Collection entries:

* START *

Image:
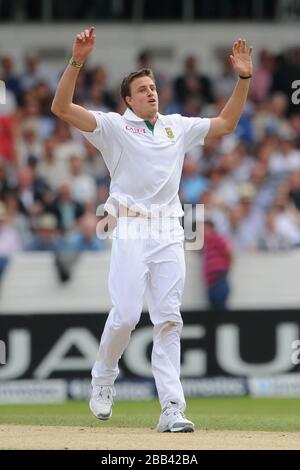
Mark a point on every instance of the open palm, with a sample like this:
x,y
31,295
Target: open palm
x,y
242,58
83,44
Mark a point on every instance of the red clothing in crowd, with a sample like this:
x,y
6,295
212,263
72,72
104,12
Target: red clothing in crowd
x,y
6,137
216,257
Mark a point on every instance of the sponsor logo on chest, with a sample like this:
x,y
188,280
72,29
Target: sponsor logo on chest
x,y
135,130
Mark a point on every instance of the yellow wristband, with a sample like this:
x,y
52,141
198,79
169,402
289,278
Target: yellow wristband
x,y
73,62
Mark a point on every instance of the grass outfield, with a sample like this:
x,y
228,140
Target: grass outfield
x,y
207,413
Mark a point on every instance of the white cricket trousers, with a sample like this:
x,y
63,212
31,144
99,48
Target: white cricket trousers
x,y
147,258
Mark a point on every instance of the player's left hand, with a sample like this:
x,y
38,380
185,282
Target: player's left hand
x,y
242,58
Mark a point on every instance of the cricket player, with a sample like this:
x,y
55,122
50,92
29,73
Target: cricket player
x,y
144,153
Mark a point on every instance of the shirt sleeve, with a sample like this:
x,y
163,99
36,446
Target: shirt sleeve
x,y
195,131
100,135
105,138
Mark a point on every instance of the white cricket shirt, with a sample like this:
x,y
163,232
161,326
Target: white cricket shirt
x,y
145,166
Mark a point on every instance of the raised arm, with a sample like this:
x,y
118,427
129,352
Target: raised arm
x,y
228,119
63,105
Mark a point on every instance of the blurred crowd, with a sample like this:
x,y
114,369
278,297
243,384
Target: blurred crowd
x,y
52,179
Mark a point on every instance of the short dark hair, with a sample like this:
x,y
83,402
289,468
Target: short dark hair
x,y
125,85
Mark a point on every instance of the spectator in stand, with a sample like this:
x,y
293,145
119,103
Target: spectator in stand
x,y
270,117
145,61
192,84
294,189
46,235
10,241
65,209
217,258
53,170
224,84
33,74
271,237
84,238
7,183
29,144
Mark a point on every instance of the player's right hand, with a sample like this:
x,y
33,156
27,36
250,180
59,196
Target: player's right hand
x,y
83,44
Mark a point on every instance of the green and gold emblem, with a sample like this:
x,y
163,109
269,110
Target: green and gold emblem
x,y
169,132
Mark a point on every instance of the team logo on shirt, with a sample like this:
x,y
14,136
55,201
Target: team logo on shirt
x,y
136,130
169,132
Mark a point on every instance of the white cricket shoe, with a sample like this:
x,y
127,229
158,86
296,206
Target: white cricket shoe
x,y
101,401
174,420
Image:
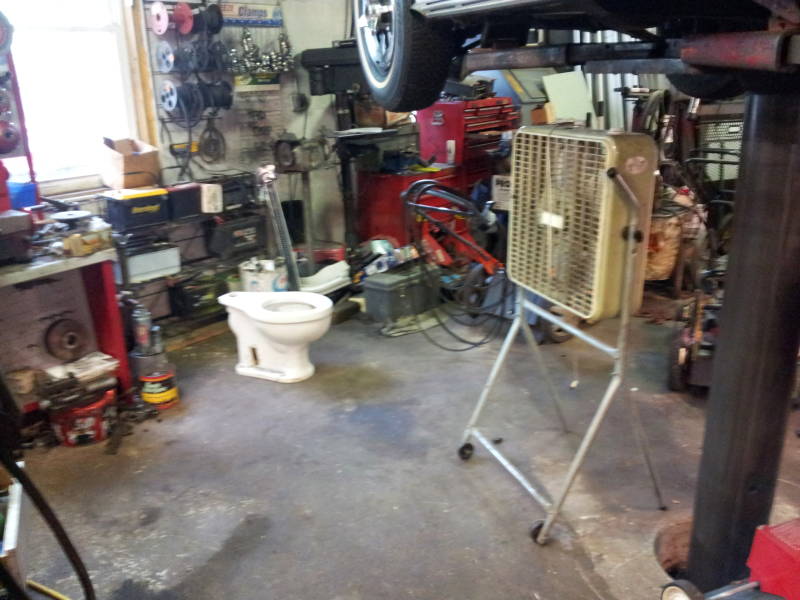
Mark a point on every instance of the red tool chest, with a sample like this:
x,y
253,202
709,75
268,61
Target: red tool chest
x,y
465,131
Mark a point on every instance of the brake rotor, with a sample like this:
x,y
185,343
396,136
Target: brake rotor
x,y
9,137
169,96
159,18
165,57
183,18
5,101
67,339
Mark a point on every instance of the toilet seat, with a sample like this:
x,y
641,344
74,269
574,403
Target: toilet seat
x,y
283,307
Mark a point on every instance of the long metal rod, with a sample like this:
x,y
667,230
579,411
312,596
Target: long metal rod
x,y
576,331
515,473
756,353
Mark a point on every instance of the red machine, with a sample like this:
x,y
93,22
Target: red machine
x,y
775,559
443,226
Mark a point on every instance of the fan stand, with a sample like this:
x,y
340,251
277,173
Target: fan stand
x,y
619,353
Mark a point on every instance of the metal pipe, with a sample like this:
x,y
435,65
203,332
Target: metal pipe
x,y
523,481
578,333
756,353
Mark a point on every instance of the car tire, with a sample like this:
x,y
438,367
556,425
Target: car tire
x,y
413,74
708,86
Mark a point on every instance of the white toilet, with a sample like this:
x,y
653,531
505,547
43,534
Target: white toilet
x,y
274,331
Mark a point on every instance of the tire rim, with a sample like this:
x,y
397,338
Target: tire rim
x,y
375,25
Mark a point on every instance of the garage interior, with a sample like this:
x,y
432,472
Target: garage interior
x,y
272,329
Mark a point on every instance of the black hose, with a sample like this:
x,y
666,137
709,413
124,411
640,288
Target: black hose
x,y
11,585
52,522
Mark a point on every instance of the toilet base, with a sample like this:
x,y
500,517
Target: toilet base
x,y
293,376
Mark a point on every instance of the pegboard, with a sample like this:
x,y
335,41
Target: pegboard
x,y
250,127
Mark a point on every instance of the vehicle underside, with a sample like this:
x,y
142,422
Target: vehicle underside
x,y
409,49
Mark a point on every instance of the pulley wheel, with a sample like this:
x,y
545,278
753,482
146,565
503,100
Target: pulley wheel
x,y
9,137
159,18
183,18
165,57
5,101
67,339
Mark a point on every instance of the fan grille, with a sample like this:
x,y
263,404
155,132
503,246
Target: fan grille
x,y
557,202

* END *

→ **Task prompt**
Print every one of the rows above again, unchanged, leaving out the pictures.

→ **Answer to the task**
Image:
Mark a point on every instance of the open palm, with a sample like this:
x,y
31,295
Target: open palm
x,y
242,58
83,44
Mark a point on every instance of the red clothing in crowd, with a sample like this:
x,y
6,295
212,263
72,72
104,12
Target: red clothing in crowd
x,y
6,137
216,257
Mark a point on every instance of the sponsor logo on chest, with a sample like this:
x,y
188,280
72,29
Target: sponsor logo on chest
x,y
135,130
Mark a point on every instance of the yellow wristband, with a sample like this:
x,y
52,141
198,79
169,402
289,278
Target: yellow wristband
x,y
73,62
Mark a point on every instance of the grass outfield, with a sample like this:
x,y
228,140
Target: grass outfield
x,y
207,413
Mark a point on every instance of the white cricket trousers, with a sample like this:
x,y
63,212
31,144
99,48
Target: white cricket trousers
x,y
147,258
Mark a point on every instance of the player's left hand, with a sample like this:
x,y
38,380
185,282
Target: player's left hand
x,y
242,58
Mark a point on every instance of the cricket player, with a sample like this:
x,y
55,122
50,92
29,73
Target: cricket player
x,y
144,153
Mark a point on every instance of the shirt sleeve, with a sample like this:
x,y
163,99
36,446
Target: shirt sleeve
x,y
195,131
100,135
105,138
Mark a point on every instance of the white cricket shirt, with a sample like this:
x,y
163,232
161,326
Target: white cricket shirt
x,y
145,166
Mark a point on every instance of the raised arm, with a sample like this:
x,y
118,427
129,352
Target: raised arm
x,y
228,119
63,105
Mark a point on every instance of the blurred crowd, with a sample like this:
x,y
114,369
278,297
243,384
Target: blurred crowd
x,y
52,179
Mark a point on every instance of the short dark hair, with a sample like this:
x,y
83,402
289,468
Target: short dark hair
x,y
125,85
Mark a point on every instance of the spectator in stand, with a sample like this:
x,y
293,145
119,103
Target: spectator in stand
x,y
270,117
145,61
192,84
294,189
46,235
10,241
65,209
217,258
53,170
224,84
33,74
271,237
84,238
7,183
29,144
Mark a point on every instance of the player's right hand, with a sample like this:
x,y
33,156
27,36
250,180
59,196
Target: player's right hand
x,y
83,44
Mark a point on every instance of the green and gold emblem, with a sample like this:
x,y
163,109
269,110
Target: green and gold emblem
x,y
169,132
Mark a point on every instance of the team logo on shirt, with a sample like this:
x,y
14,136
55,201
Target: team logo on shirt
x,y
136,130
169,132
Mark a point on every instance of the white cricket shoe, with a sample like this:
x,y
127,229
158,86
296,206
Target: white cricket shoe
x,y
101,401
174,420
Image:
Mark a point on every instance of the red tool chest, with a sample like this:
x,y
253,202
709,75
268,61
Target: red tool chest
x,y
465,131
Mark a point on every instance of the brake rotor, with a sample like this:
x,y
185,343
396,136
Target: brake rotor
x,y
9,137
169,96
159,18
165,57
183,18
5,101
67,339
Mark a point on every instance of the toilet seat, with a sample like this:
x,y
641,344
74,269
574,403
Target: toilet seat
x,y
283,307
Mark a point on every instance of the long metal rod, with a sample like this:
x,y
667,230
579,411
312,596
Target: long metal rod
x,y
576,331
515,473
756,353
Mark a point on every instance of the red machine, with a sample like this:
x,y
93,22
Target: red machine
x,y
775,559
443,226
Mark a point on every instance of the fan stand, with a sample like this:
x,y
340,251
277,173
Target: fan stand
x,y
619,353
Mark a point on every instance of the metal pipe, with a sample like this:
x,y
435,65
203,332
Target: metal pipe
x,y
523,481
578,333
756,353
Mark a point on every instance of the car tire, with a sample like this:
x,y
438,367
556,425
Target: car tire
x,y
413,74
708,86
Mark a point on every instance of the white toilet, with a sample like this:
x,y
653,531
505,547
43,534
Target: white toilet
x,y
274,331
Mark a point on every instance of the tire rim, with a sample like this:
x,y
397,338
Target: tire rim
x,y
375,25
Mark a point on every instance of the garage interior, with a sample like this:
x,y
432,472
Target: garage interior
x,y
272,329
Mark a point on every instance of the black hose, with a sample like this:
x,y
666,137
709,413
124,411
640,288
Target: black hose
x,y
11,585
52,522
Mark a point on every instance of the toilet base, with a sample like this:
x,y
500,517
Target: toilet base
x,y
293,376
Mark a point on every instance of the pegboard, with a sample like this:
x,y
335,41
Target: pegboard
x,y
250,127
Mark a point on every instance of the vehicle underside, with a sample like this:
x,y
142,422
Target: vehicle underside
x,y
409,49
Mark a point on every instance of the pulley wheel, with a sample like this:
x,y
545,278
753,482
146,565
503,100
Target: pulley wheel
x,y
9,137
159,18
183,18
165,57
5,101
67,339
Mark a point on every instance of the fan grille, with a sample like this:
x,y
263,404
155,132
503,246
Target: fan grille
x,y
557,202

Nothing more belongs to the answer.